> The task
Convert each line of the listing below into a string in a JSON list, one string per line, skipping blank lines and omitting the pictures.

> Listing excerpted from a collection
+++++
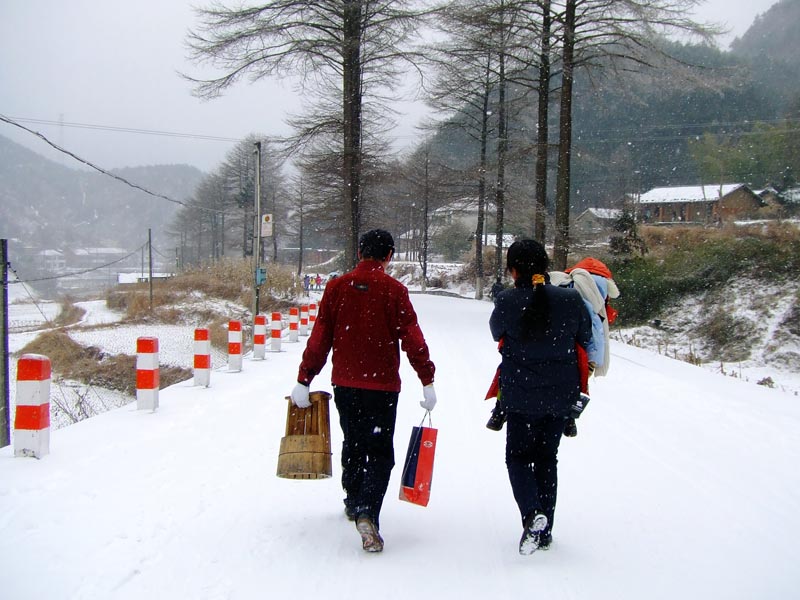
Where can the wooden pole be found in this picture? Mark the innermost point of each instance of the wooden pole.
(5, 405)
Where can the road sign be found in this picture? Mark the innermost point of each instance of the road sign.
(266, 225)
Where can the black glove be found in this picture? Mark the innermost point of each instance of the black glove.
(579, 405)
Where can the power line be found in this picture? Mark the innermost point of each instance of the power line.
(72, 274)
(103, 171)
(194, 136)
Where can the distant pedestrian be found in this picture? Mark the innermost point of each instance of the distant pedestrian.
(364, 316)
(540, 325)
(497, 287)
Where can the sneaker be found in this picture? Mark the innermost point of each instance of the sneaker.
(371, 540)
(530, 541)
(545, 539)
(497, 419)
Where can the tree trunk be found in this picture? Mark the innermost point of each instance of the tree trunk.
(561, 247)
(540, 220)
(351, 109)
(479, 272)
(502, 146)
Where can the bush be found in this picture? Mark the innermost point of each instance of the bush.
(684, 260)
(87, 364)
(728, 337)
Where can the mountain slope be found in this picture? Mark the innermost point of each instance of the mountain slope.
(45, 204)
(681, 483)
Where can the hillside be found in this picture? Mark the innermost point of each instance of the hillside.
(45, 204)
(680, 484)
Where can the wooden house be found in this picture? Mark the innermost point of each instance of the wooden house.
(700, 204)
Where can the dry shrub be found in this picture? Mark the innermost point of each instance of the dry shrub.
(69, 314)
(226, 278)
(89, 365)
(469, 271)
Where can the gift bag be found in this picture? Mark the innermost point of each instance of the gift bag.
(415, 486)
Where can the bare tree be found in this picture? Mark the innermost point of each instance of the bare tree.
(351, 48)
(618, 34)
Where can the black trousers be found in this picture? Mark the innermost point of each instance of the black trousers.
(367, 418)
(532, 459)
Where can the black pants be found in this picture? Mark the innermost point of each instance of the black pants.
+++++
> Full output
[
  "Where can the wooden pole be found in this picture? Mark the innermost point of each instance of the wooden pole.",
  "(5, 405)",
  "Where can the road sign be found in this picture? Mark the innermost point of each instance of the road sign.",
  "(266, 225)",
  "Where can the black glove be found in this picture? Mark the innermost point of each instance of the black glove.",
  "(579, 405)",
  "Where can the power line be found in this picture? Mark the innermost point of each instance of the power line.",
  "(72, 274)",
  "(103, 171)",
  "(194, 136)",
  "Where can the distant pedestrian be found in this picture? Mark the innermost point of each instance of the distant pedestrian.",
  "(364, 316)",
  "(540, 325)",
  "(497, 287)",
  "Where can the sneaker be found in this picture? Mark the innermost point of each instance of the sneaker.",
  "(371, 540)",
  "(530, 541)",
  "(545, 539)",
  "(497, 419)",
  "Where can the tree trunk be found in this picture? Mark the innermost point of each instance of the tree trunk.",
  "(561, 247)",
  "(540, 220)",
  "(351, 109)",
  "(479, 272)",
  "(502, 146)",
  "Where can the bush be found in this picture? Mark the innermost point of each instance of the bush.",
  "(684, 260)",
  "(87, 364)",
  "(728, 337)",
  "Where can the mountain slope be found in this picture? Mark the innermost point of each instance of the mountain slope.",
  "(45, 204)",
  "(681, 483)",
  "Where can the hillside be found in this picture? Mark the innermost point of each instance of the hillside.",
  "(45, 204)",
  "(680, 484)",
  "Where can the wooden house be found in this picture? Mark the innermost point of each instance of the wooden house.",
  "(700, 204)",
  "Where can the dry shrub be found in this picture? Mark the innermost point of each instance of the dry shrub.",
  "(69, 314)",
  "(226, 278)",
  "(89, 365)",
  "(469, 271)",
  "Where can the gift bag be found in this picture? Mark the innermost point of each instance of the gift bag.",
  "(415, 486)",
  "Where can the bare tree be found in this picture? Mark the innermost point of each instance of the bare tree.",
  "(351, 48)",
  "(618, 34)",
  "Where can the black trousers be found in this picture? Mark the innermost point of each instance of the black trousers.",
  "(367, 418)",
  "(532, 459)",
  "Where can the black pants be found in this picture? Mark the innermost point of each instance of the black pants."
]